Studies indicate that most hospitals in developing countries, especially those in Africa, have rudimentary and highly compromised infection control programs owing to the lack of awareness of the problem; lack of personnel trained in infection control practices; inadequate and aging infrastructure; irregular supply of gloves, masks, and disinfectants; and poor laboratory backup [4]. The situation in private and public clinical diagnostic laboratories that constitute an integral part of most hospitals in Nigeria is unlikely to be any different.
Laboratory biosafety has been described as the containment principles, technologies, and practices implemented to prevent unintentional exposure to pathogens and toxins or their accidental release [5]. Several laboratory-associated infections have occurred in different parts of the world involving both known and previously unknown agents [3]. Use of protective clothing and safety gadgets alone may not guarantee the safety of the laboratory personnel. There should always be a combination of policies and systems to protect the laboratory workers from the risk of laboratory-associated infections. Improper containment and poor disposal of biomedical wastes is a potential source of infection to health care workers, patients, and the community at large [6]. Reports have also associated good room ventilation with reduced risks of acquiring airborne infection in hospital settings [7].
Hospitals and diagnostic laboratories are at the forefront of disease detection in Nigeria. They are expected to have the capacity to handle and detect known or unknown (novel) biological agents. Although diagnostic laboratories are important in the fight against infectious diseases, laboratory workers are generally faced with many occupational risks that may jeopardize their health [8]. Evidence exists that compliance with universal safety precautions reduces the risk of infections and protects health care practitioners [9]. Regular monitoring and assessment of diagnostic laboratories for the presence of biosafety devices and compliance rate with standard biosafety measures therefore will not only promote a safer working environment, but could also impact greatly on maintaining qualitative laboratory service delivery. In Nigeria, there is currently no legislative guideline for enforcing biosafety in clinical laboratories. At present, very few reports exist on biorisk assessment of clinical diagnostic laboratories in the country. Against this background, the aim of this study was to assess public and private laboratories in Nigeria for the presence of biosafety equipment and compliance rate with safety measures.

## Prompt A
In the passage on laboratory biosafety in Nigeria, what does Nigeria currently lack for enforcing biosafety in clinical laboratories?
## Prompt B
Write a continuation of the passage on laboratory biosafety in Nigeria, picking up after its final sentence.

## Provided records
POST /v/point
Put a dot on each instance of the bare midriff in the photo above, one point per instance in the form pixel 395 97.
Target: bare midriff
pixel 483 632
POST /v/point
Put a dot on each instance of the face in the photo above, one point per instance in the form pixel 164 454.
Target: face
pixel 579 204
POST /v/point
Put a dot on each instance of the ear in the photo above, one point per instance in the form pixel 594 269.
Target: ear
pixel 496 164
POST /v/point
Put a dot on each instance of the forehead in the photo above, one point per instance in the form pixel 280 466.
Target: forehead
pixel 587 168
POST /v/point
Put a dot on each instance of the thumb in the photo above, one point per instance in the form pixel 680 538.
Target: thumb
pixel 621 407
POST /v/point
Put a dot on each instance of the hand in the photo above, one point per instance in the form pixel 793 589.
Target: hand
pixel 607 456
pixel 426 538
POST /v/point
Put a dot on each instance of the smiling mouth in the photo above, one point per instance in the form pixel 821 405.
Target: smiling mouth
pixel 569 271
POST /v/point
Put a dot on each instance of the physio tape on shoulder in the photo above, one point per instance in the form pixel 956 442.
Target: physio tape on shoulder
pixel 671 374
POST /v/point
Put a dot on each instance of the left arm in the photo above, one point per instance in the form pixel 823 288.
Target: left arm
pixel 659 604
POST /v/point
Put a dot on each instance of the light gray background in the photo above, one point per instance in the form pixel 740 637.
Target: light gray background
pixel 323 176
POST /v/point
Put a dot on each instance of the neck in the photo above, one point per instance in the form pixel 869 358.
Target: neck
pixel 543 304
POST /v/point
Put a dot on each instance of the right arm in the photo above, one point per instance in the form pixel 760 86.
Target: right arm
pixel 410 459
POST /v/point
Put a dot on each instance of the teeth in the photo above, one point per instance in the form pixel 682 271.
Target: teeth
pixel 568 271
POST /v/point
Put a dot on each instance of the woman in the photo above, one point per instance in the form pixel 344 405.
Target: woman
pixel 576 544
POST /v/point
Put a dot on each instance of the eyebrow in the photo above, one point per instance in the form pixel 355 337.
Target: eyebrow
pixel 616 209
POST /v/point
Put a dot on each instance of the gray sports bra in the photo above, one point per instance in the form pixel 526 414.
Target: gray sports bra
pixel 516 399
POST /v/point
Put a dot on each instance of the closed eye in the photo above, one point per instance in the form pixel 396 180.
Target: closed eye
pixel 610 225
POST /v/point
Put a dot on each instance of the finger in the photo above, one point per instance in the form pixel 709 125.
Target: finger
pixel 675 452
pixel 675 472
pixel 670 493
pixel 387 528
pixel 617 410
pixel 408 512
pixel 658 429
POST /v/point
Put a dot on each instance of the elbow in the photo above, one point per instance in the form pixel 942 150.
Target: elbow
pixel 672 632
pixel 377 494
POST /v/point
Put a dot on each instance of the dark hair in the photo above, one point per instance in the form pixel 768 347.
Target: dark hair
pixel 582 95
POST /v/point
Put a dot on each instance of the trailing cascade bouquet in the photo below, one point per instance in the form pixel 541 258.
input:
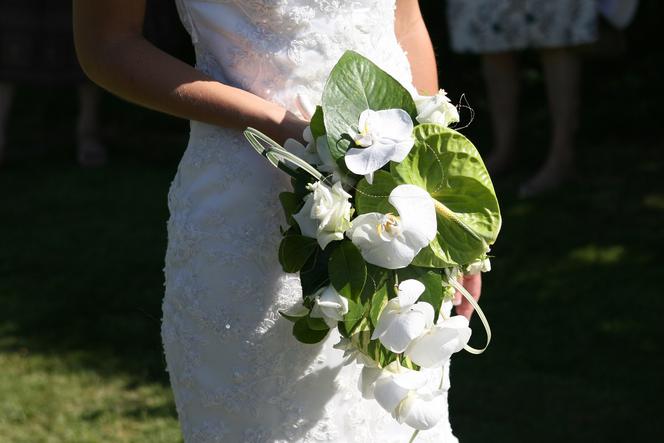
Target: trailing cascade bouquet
pixel 389 207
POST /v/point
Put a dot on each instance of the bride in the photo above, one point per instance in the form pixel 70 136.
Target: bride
pixel 236 372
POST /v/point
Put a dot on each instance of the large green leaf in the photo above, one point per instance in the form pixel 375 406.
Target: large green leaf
pixel 373 198
pixel 448 166
pixel 348 270
pixel 295 250
pixel 355 85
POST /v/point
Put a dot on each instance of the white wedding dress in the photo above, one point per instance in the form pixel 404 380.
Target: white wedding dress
pixel 237 373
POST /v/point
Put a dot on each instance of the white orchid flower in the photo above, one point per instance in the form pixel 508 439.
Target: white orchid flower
pixel 326 213
pixel 481 265
pixel 352 354
pixel 403 319
pixel 367 381
pixel 422 410
pixel 394 384
pixel 436 345
pixel 383 136
pixel 330 306
pixel 404 394
pixel 390 241
pixel 436 109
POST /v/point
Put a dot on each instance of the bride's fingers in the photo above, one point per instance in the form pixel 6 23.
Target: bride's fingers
pixel 473 284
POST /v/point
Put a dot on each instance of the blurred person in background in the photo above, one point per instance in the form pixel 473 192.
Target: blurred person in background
pixel 36 48
pixel 497 30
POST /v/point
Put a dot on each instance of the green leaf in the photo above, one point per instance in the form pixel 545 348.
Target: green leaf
pixel 317 123
pixel 290 317
pixel 291 203
pixel 433 285
pixel 378 302
pixel 347 270
pixel 355 85
pixel 304 334
pixel 295 250
pixel 448 166
pixel 317 324
pixel 376 278
pixel 354 317
pixel 373 198
pixel 313 274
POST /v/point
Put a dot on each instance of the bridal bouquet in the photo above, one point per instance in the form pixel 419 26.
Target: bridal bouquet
pixel 389 207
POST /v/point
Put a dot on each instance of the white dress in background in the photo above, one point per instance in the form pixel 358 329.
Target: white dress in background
pixel 237 372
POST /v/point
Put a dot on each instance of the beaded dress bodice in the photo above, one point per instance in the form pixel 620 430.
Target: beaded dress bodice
pixel 237 373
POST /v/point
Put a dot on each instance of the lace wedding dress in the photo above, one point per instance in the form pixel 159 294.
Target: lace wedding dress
pixel 237 373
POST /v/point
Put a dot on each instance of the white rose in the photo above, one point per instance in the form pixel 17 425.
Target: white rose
pixel 403 319
pixel 437 344
pixel 390 241
pixel 422 409
pixel 383 136
pixel 326 213
pixel 330 306
pixel 436 109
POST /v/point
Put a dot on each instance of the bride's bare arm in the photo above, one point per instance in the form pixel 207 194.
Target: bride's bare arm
pixel 414 39
pixel 114 54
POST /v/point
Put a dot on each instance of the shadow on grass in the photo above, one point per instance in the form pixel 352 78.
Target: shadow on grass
pixel 80 265
pixel 574 298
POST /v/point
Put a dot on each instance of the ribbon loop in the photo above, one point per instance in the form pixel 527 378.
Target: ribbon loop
pixel 459 287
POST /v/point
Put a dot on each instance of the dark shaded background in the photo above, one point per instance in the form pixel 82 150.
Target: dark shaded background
pixel 574 298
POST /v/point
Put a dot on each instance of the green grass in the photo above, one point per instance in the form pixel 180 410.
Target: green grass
pixel 80 288
pixel 574 299
pixel 575 303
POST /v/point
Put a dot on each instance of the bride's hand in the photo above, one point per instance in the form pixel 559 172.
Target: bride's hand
pixel 473 284
pixel 288 126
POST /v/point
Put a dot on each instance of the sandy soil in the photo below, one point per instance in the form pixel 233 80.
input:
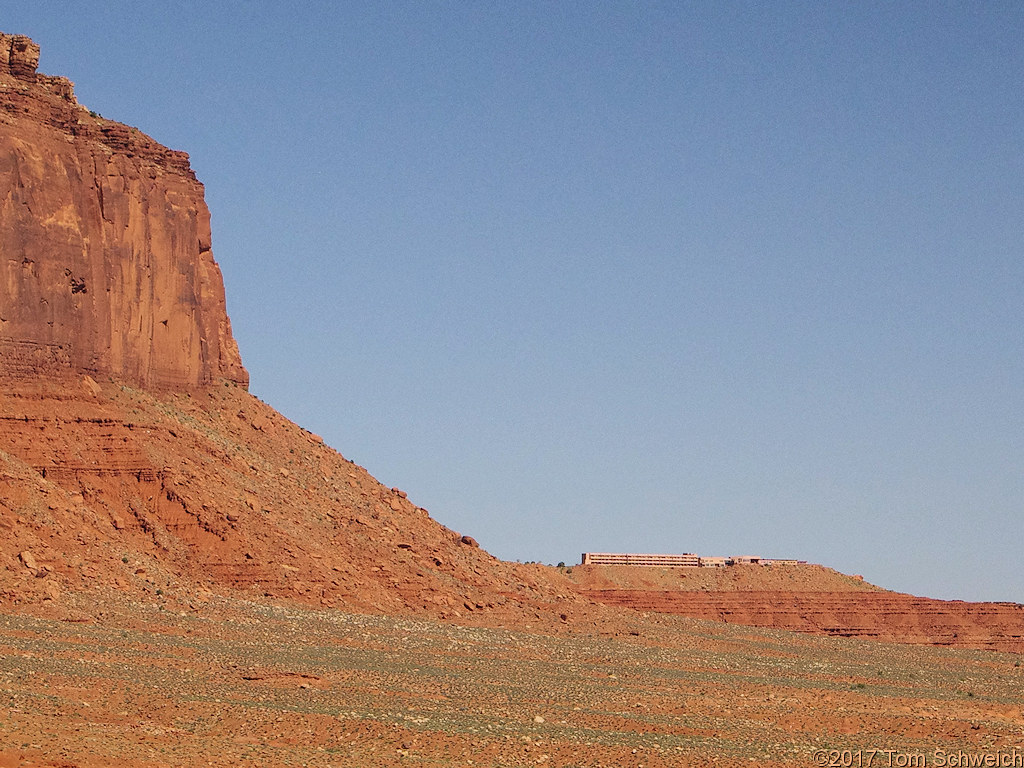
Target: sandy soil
pixel 251 683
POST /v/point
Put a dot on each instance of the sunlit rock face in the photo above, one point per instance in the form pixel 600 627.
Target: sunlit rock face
pixel 105 261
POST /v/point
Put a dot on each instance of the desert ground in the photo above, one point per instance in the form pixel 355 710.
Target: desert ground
pixel 238 682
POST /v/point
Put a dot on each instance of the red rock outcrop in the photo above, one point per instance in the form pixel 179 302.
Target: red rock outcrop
pixel 877 614
pixel 105 261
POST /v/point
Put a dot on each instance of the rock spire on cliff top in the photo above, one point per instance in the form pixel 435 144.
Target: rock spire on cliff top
pixel 105 261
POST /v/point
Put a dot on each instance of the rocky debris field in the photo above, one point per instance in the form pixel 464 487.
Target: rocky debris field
pixel 241 682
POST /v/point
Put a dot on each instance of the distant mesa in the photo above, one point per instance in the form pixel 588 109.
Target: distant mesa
pixel 108 266
pixel 687 560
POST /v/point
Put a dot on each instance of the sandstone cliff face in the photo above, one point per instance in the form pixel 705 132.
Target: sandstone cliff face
pixel 105 262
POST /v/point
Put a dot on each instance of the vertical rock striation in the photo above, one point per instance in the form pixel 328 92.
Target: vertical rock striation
pixel 105 261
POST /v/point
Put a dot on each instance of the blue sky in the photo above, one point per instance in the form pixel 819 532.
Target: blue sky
pixel 719 278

## Task result A
A legislative guideline.

## Task result B
2. Materials and methods
2.1. Study centers
A total of 80 diagnostic laboratories were used for this study. The focus was on diagnostic laboratories that carry out microbiological work with any of the microorganisms of biosafety level 3. The 80 laboratories consisted of four public laboratories in tertiary health care facilities, 14 public laboratories in secondary health care facilities, and 13 public laboratories in primary health care facilities. Others included two private laboratories in tertiary health care facilities, 22 private laboratories in secondary health care facilities, and 25 privately owned laboratories in nonhospital settings. A detailed questionnaire and checklist was used to obtain relevant information from the heads and/or owner of each laboratory. Study approval was obtained from ethical committees of all public and private health care facility where the laboratories were situated. Approval was sought and obtained from owners and/or heads of private laboratories in nonhospital settings. Facility confidentiality was strictly maintained.
2.2. Statistical analysis
The data obtained were analyzed using Fisher's exact test and odds ratio (OR) analysis applying the statistical software INSTAT® (GraphPad Software, Inc., La Jolla, CA, USA). Statistical significance was set at p < 0.05.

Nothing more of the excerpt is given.